>> Start DATASET CONTENT

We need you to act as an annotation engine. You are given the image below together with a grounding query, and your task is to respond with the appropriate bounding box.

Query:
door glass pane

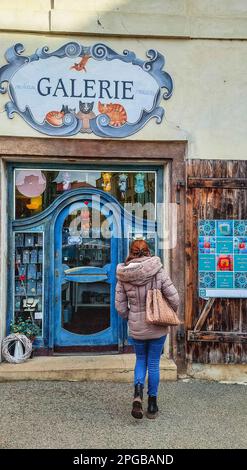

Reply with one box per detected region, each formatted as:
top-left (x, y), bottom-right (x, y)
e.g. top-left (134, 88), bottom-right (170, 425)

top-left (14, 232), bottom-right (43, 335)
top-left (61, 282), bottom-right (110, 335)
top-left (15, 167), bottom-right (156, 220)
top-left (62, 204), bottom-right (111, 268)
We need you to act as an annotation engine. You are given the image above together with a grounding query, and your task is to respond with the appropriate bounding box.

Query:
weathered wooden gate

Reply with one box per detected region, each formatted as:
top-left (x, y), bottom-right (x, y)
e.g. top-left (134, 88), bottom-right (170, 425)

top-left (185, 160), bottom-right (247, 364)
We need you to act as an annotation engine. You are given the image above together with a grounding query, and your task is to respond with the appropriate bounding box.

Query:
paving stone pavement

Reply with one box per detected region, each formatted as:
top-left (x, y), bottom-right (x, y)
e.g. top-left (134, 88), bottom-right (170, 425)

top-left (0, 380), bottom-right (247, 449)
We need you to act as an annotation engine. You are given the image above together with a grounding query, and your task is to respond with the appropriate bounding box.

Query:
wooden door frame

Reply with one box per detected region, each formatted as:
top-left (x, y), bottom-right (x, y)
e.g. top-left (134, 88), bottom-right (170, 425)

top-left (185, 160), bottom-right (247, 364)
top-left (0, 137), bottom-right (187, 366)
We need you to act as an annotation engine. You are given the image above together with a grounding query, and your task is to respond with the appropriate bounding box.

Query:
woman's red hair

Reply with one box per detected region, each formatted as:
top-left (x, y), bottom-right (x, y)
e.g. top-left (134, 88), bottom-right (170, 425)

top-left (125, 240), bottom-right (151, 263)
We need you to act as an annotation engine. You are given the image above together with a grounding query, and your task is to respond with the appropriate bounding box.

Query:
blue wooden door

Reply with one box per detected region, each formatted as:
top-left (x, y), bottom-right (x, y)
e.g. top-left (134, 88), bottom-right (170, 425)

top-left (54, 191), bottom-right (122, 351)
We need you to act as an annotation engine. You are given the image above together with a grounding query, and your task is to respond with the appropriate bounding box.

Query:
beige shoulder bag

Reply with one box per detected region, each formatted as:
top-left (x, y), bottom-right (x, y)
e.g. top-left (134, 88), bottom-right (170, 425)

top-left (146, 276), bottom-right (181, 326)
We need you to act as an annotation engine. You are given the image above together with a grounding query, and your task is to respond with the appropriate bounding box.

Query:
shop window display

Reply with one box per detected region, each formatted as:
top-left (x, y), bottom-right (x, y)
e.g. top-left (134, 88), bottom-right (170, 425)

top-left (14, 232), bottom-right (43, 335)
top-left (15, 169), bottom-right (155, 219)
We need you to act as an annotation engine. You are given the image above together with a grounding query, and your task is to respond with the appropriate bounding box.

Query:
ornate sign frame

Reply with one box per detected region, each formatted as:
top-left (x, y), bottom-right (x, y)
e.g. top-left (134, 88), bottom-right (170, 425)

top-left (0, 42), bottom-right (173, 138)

>> End DATASET CONTENT
>> Start DATASET CONTENT

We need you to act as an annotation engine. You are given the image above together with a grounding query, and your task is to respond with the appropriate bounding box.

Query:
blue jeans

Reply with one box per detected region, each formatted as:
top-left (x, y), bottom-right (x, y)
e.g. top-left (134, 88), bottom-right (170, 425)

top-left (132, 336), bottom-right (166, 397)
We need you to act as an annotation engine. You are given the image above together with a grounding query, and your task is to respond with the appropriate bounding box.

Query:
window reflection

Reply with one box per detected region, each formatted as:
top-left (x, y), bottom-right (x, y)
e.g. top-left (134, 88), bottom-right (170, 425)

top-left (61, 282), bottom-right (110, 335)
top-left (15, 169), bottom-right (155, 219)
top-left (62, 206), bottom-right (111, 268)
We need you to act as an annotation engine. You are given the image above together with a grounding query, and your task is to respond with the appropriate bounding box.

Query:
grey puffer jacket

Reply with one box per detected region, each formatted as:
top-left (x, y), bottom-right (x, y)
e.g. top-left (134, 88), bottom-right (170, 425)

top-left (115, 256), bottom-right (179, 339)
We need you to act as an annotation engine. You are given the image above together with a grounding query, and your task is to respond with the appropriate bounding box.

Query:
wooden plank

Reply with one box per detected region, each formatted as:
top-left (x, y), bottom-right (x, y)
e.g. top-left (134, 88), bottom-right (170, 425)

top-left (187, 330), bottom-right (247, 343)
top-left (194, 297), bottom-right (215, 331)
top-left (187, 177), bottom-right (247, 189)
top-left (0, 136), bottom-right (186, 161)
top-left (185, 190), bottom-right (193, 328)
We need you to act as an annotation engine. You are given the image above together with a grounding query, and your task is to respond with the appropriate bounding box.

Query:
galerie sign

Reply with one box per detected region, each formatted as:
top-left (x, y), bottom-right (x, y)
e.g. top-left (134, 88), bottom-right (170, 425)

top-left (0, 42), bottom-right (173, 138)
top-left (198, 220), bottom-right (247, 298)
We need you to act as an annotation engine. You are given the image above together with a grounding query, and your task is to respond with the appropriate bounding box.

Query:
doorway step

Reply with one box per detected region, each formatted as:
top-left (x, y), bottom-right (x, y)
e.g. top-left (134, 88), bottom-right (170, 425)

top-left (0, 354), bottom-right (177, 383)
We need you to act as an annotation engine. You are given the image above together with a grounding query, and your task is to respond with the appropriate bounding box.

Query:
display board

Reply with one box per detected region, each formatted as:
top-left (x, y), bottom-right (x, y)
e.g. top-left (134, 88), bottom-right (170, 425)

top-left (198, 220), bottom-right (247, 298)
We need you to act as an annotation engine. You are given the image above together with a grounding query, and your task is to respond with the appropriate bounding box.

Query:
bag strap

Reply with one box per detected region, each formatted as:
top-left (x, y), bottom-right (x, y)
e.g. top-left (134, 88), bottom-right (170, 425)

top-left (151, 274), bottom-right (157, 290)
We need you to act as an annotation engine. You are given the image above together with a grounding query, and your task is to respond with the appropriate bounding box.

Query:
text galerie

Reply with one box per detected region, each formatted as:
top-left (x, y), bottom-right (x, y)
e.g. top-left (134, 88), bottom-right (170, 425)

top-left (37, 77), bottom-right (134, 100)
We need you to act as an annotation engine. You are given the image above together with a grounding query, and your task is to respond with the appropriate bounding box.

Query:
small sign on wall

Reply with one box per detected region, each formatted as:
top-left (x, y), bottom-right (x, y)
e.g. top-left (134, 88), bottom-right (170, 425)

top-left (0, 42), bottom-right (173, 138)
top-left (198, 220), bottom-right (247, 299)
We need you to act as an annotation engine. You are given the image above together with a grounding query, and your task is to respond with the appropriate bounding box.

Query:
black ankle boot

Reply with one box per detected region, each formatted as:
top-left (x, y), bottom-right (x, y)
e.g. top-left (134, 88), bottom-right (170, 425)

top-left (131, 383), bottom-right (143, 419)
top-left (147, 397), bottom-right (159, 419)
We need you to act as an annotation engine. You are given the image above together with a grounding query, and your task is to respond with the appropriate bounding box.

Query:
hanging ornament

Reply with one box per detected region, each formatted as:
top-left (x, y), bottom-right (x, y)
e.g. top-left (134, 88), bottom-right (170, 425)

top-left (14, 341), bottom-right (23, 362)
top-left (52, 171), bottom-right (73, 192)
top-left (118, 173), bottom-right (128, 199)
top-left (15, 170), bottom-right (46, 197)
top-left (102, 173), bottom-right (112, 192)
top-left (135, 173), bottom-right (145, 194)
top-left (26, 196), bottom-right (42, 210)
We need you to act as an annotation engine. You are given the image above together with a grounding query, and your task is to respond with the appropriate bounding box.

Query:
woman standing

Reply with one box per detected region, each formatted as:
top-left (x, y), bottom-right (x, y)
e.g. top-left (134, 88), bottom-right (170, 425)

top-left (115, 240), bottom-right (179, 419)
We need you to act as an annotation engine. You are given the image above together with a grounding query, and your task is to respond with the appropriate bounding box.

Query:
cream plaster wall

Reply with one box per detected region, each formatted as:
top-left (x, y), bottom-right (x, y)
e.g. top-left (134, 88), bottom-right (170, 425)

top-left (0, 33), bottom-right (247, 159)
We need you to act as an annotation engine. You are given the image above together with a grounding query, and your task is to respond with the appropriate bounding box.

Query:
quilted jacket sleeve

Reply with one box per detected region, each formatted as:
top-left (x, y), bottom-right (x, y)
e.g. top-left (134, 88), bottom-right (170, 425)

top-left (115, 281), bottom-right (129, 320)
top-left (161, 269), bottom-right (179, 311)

>> End DATASET CONTENT

**EXERCISE OBJECTIVE**
Report every line of the records that contains the word "sign".

**RESULT OF THE EXERCISE**
ornate sign frame
galerie sign
small sign on wall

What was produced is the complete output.